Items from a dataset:
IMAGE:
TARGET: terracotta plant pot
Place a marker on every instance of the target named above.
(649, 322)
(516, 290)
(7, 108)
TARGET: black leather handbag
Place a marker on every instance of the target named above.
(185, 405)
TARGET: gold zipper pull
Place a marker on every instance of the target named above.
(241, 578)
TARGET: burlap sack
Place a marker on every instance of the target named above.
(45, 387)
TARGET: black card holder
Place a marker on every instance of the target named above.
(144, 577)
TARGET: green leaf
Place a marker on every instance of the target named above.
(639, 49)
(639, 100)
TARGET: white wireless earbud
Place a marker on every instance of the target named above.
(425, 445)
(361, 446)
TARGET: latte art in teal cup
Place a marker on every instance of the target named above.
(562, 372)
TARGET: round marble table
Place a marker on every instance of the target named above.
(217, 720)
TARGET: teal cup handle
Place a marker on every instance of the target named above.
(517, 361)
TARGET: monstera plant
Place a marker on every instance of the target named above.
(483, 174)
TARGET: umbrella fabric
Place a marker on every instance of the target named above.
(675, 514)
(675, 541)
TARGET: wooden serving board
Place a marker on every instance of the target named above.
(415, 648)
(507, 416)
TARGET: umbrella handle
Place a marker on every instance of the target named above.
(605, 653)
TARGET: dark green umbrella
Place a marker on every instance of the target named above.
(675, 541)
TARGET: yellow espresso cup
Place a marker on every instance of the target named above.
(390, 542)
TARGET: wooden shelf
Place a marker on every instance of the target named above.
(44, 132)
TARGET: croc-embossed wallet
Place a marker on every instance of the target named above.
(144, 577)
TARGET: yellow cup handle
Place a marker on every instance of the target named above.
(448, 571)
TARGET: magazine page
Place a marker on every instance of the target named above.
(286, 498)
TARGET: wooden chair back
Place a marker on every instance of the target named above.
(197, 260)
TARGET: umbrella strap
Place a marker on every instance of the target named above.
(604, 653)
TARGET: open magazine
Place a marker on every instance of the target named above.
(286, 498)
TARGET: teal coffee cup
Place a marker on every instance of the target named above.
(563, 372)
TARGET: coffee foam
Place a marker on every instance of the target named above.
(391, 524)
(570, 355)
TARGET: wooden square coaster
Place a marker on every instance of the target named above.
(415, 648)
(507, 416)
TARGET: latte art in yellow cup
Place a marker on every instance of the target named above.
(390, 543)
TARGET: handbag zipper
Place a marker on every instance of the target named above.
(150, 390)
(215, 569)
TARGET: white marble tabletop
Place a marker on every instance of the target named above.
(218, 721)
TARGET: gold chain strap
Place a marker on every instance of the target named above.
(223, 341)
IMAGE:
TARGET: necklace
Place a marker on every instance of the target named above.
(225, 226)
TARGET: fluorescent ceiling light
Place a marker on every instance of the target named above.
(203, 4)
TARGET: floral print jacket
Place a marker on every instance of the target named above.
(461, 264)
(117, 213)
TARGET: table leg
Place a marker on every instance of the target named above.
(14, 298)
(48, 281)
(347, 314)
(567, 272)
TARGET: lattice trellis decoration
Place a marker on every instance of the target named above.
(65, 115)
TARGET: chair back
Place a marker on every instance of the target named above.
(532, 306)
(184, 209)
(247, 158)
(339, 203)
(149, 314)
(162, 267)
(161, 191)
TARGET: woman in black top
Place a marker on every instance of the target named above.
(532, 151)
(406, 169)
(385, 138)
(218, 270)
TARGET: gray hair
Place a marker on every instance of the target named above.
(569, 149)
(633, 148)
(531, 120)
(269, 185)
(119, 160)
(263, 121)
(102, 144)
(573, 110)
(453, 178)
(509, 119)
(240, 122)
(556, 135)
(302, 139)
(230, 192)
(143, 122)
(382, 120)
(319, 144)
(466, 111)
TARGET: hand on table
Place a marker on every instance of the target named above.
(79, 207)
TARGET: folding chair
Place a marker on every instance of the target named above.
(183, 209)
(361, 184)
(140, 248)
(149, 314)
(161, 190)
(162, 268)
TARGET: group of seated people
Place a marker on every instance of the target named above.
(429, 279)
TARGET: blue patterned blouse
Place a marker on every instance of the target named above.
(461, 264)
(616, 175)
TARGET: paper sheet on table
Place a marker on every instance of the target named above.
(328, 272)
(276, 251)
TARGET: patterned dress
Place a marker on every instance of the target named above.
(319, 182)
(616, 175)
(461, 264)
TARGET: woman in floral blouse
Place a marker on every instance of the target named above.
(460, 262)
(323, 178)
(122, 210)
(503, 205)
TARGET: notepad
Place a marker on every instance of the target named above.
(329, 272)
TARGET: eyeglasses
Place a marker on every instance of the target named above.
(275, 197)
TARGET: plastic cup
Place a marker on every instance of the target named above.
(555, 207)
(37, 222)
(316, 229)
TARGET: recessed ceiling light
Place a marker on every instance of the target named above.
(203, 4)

◆ **Problem to solve**:
Each record above, in full: retype it verbatim.

◆ **Solution for this problem**:
IMAGE:
TARGET: terracotta plant pot
Place a marker on every instance of the target named above.
(649, 322)
(516, 290)
(7, 108)
TARGET: black leather handbag
Place a marker on every instance of the target named above.
(185, 405)
TARGET: gold zipper pull
Place a marker on every instance of the target named above.
(241, 578)
TARGET: burlap sack
Place a marker on every instance of the target named above.
(45, 387)
TARGET: black card holder
Place a marker on every instance of the target named above.
(144, 577)
TARGET: green leaf
Place a marker on every instance of the target named above.
(639, 49)
(639, 100)
TARGET: white wireless earbud
Place a marker on every instance of the target named above.
(425, 445)
(361, 446)
TARGET: latte art in teal cup
Place a marker on every instance of the target named above.
(562, 372)
TARGET: round marble table
Place a marker on every instance of the target named above.
(217, 720)
TARGET: teal cup handle
Place a marker on every instance of the target named above.
(517, 361)
TARGET: monstera plant
Place a marker on every instance of the target named above.
(483, 174)
TARGET: umbrella fabric
Place a marker on every instance of the target named above.
(675, 514)
(675, 541)
TARGET: wooden serving board
Place a marker on every instance of the target named above.
(415, 648)
(507, 416)
TARGET: umbrella handle
Place a marker on every instance of the target named above.
(605, 653)
TARGET: dark green umbrella
Place a marker on every instance of the target named above.
(675, 541)
TARGET: yellow espresso cup
Place a marker on every instance of the target named above.
(390, 542)
TARGET: wooden shelf
Place a marker on every instance of the target named above.
(44, 132)
TARGET: croc-embossed wallet
Place a marker on every instance of the target named above.
(144, 577)
TARGET: yellow cup handle
Place a marker on every instance of the target named above.
(448, 571)
TARGET: magazine page
Place a marker on every instance of the target named above.
(286, 498)
TARGET: wooden chair back
Place a marker on every instance of the target named above.
(197, 260)
TARGET: umbrella strap
Place a marker on every instance of the target named above.
(604, 653)
TARGET: open magazine
Place a marker on every instance of the target named above.
(286, 498)
TARGET: teal coffee cup
Place a marker on every instance of the target named above.
(563, 372)
TARGET: coffee foam
Place a marker on every instance of the target named above.
(391, 524)
(570, 355)
TARGET: wooden square coaster
Place a marker on every instance of the target named above.
(415, 648)
(507, 416)
TARGET: latte art in yellow cup
Place a marker on every instance of the target named above.
(390, 543)
TARGET: handbag zipper
Place a marker on every instance of the target named above.
(150, 390)
(215, 569)
TARGET: white marble tabletop
Place a marker on every instance of the target named above.
(218, 721)
TARGET: gold chain strap
Place a marker on every instance of the target named above.
(223, 341)
IMAGE:
TARGET: necklace
Place a marker on every instance of the target named above.
(225, 226)
TARGET: fluorescent ceiling light
Place a marker on every instance of the target named above.
(203, 4)
TARGET: floral print jacket
Place a marker on every instance of the target named above.
(461, 264)
(117, 213)
TARGET: table leg
Place a marker on every instance of the target named above.
(14, 298)
(48, 281)
(347, 314)
(567, 272)
TARGET: lattice trellis decoration
Place a marker on every instance of the target named above.
(65, 115)
TARGET: chair back
Place a marker on every instance of the target named above.
(532, 306)
(184, 209)
(247, 158)
(339, 203)
(149, 314)
(162, 267)
(161, 191)
TARGET: woman in black top
Place a marker on every instance of the target named above.
(532, 151)
(406, 169)
(385, 138)
(218, 270)
TARGET: gray hair
Place a marker on every instance of the target named above.
(569, 149)
(633, 148)
(531, 120)
(269, 185)
(119, 160)
(263, 121)
(102, 144)
(573, 110)
(453, 178)
(509, 119)
(240, 122)
(556, 135)
(302, 139)
(230, 192)
(143, 122)
(382, 120)
(319, 144)
(466, 111)
TARGET: hand on table
Place a marker on every instance of the target named above.
(79, 207)
TARGET: folding chair
Place a marker on every instance of the target named above.
(183, 209)
(361, 184)
(140, 248)
(149, 314)
(161, 190)
(162, 268)
TARGET: group of seated people
Place a marker on every instance of the target named above.
(429, 279)
TARGET: blue patterned blouse
Place a marker on every instance of the target named above.
(461, 264)
(616, 175)
TARGET: paper sheet on table
Place a marker on every instance of the target named above.
(328, 272)
(276, 251)
TARGET: patterned dress
Place a marker on every instance of the target named above.
(319, 182)
(616, 175)
(461, 264)
TARGET: woman in floral blouse
Place a marker on every instance of the target named above.
(460, 262)
(323, 178)
(122, 210)
(503, 205)
TARGET: notepad
Place a marker on every instance of the target named above.
(329, 272)
TARGET: eyeglasses
Place a marker on every instance of the target named above.
(275, 197)
TARGET: plastic cup
Place a marker on every instance of the target named above.
(555, 207)
(37, 222)
(316, 229)
TARGET: recessed ceiling light
Place a marker on every instance of the target named above.
(203, 4)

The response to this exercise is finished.